Le syntagme lutte des classes semble avoir disparu de la vie politique, même en des périodes de conflit social, relégué au placard des théories d’un autre siècle. Pourtant le terme classe possède une forte stabilité sémantique depuis ses origines, la période étrusque.
Le terme classe semble emprunté à l’étrusque technique par le latin sous la forme classis, venant par contraction de calare, « appeler », « convoquer ». Son sens premier est celui d’« appel », et renvoie, par métonymie, aux catégories de citoyens susceptibles d’être convoqués sous les drapeaux, dirions-nous de nos jours, et, de là, aux subdivisions militaires (dans son sens archaïque), au contingent (encore présente dans le français faire ses classes, 1900), mais aussi à la « flotte », l’armée de terre étant déjà désignée par le terme exercitus[1] (Robert Historique de la Langue Française) ; il désigne ensuite les divisions du peuple romain basées sur le cens qu’avait mises en place par le roi étrusque Servius Tullius. Se généralisant, le lexème prend le sens de « division en catégories ».
Classe rentre dans le français 14ème siècle avec le sens établi par la réforme servienne, en tant que terme de l’histoire romaine, i. e. « ensemble de citoyens, répartis en catégories selon le cens », sens qui sera appliqué à la fin du 17ème siècle au domaine scientifique par le botaniste Piton de Tournefort[2] (« J’apellerai donc une classe de plantes l’amas de plusieurs genres entre lesquels se doivent necessairement trouver certaines marques communes, qui les distinguent de tous les autres genres », in Éléments de botanique ou méthode pour connaître les plantes, 1694), étendu plus tard à la minéralogie et la zoologie puis aux mathématiques avec la théorie des ensembles au 19ème siècle (Cantor, 1899), qui départira le terme classe (Klasse) du terme d’ensemble (Menge) et déterminera sa traduction française, et enfin la théorie des classes (Von Neumann, 1925).
En substance, ce sont des collections d’objets définies par une propriété de leurs éléments, mais qui ne sont pas forcément des ensembles : une classe définit strictement en « compréhension » un groupe d’objet ayant un trait commun, caractère non nécessaire à la notion d’ensemble. La classe suppose donc que les objets qu’elle contient vérifient une propriété donnée, surtout lorsque les objets considérés sont déjà construits à partir d’autres objets plus simples (on parle de classes de polynômes, de classes de fonctions, de classes d’ensembles, etc.). C’est une notion diversement formalisée en mathématiques, mais qui, globalement, implique, comme le terme ensemble, les traits /stabilité/ et /réunion/, selon l’historien des mathématiques Pierre Dugac ; en revanche, à la différence de cet autre terme, dont elle constitue parfois un parasynonyme, sa définition repose davantage sur le concept logique de compréhension, i. e. le point commun ou la formule définitoire, selon le principe étymologique premier, alors que le terme ensemble est davantage étayé par l’idée de mise en commun.

LIGNES DE DONNÉES:
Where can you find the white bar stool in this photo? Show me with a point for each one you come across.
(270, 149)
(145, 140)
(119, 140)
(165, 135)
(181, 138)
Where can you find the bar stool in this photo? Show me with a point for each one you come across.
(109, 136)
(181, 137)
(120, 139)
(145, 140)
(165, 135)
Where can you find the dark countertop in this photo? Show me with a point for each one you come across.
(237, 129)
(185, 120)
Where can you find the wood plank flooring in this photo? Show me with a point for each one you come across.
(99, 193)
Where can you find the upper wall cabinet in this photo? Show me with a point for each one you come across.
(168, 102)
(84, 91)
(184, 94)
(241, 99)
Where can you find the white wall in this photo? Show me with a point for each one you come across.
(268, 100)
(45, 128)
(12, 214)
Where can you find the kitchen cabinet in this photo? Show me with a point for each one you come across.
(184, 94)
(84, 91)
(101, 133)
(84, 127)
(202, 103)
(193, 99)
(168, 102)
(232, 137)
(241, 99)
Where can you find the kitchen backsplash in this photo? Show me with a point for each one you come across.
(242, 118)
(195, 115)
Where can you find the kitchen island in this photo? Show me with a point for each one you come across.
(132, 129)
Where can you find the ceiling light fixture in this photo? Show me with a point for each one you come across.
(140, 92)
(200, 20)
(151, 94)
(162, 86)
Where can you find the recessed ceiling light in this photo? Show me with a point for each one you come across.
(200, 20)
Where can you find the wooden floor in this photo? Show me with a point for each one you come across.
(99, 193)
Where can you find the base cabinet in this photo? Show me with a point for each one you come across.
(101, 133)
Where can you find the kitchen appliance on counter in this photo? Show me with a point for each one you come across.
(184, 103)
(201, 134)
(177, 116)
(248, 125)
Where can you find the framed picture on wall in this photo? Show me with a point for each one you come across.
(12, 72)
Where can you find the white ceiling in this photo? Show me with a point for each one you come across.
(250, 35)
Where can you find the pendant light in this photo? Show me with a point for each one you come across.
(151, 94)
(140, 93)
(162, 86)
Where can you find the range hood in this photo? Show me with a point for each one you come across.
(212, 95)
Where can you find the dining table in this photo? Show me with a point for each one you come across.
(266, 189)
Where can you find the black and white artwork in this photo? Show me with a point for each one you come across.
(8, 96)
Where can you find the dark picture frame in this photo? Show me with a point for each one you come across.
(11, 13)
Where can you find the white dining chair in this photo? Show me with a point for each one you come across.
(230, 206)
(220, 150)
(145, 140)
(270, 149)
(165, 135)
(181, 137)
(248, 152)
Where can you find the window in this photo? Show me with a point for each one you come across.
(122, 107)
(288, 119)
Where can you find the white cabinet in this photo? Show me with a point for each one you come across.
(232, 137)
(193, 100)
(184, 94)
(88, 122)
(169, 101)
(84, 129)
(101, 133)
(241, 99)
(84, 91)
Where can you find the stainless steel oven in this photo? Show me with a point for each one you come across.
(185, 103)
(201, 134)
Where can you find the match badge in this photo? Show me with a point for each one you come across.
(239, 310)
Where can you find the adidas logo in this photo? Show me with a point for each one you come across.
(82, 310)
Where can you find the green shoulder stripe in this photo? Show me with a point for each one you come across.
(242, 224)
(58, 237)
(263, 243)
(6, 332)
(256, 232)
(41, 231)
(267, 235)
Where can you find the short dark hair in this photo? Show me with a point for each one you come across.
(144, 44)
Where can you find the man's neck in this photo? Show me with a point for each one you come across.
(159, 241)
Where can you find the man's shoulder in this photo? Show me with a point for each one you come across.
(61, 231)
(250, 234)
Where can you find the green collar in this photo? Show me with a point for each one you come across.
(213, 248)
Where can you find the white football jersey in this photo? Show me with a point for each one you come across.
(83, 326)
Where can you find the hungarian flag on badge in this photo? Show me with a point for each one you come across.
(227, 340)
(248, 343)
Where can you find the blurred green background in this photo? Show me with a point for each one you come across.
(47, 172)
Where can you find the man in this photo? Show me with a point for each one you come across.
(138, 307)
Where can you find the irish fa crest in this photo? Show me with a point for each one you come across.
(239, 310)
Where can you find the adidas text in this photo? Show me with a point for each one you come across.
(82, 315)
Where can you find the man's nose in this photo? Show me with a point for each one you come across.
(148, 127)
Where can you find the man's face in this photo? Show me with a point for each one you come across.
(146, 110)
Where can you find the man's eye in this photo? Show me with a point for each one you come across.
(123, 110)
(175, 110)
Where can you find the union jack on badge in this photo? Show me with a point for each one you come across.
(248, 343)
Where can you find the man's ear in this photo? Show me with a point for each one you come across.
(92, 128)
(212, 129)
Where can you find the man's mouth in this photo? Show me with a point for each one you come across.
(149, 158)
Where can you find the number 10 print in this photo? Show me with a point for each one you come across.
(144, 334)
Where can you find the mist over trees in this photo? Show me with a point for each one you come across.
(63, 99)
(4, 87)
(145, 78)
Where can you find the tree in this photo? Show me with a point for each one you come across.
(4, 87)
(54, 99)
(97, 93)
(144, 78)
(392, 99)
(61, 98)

QUESTIONS:
a - Répondez à ces questions sur le texte fourni.
(i) De quel verbe latin le mot classis vient-il par contraction ?
(ii) Quel botaniste a appliqué le terme classe au domaine scientifique à la fin du 17ème siècle ?
(iii) Quel historien des mathématiques est cité à propos des traits /stabilité/ et /réunion/ ?
b - Restituez tel quel le passage du texte fourni allant de « Le syntagme lutte » jusqu'à « la période étrusque. » inclus.

RÉPONSES DÉTAILLÉES:
a -
(i) Du verbe calare, « appeler », « convoquer ».
(ii) Piton de Tournefort.
(iii) Pierre Dugac.

b -
Le syntagme lutte des classes semble avoir disparu de la vie politique, même en des périodes de conflit social, relégué au placard des théories d’un autre siècle. Pourtant le terme classe possède une forte stabilité sémantique depuis ses origines, la période étrusque.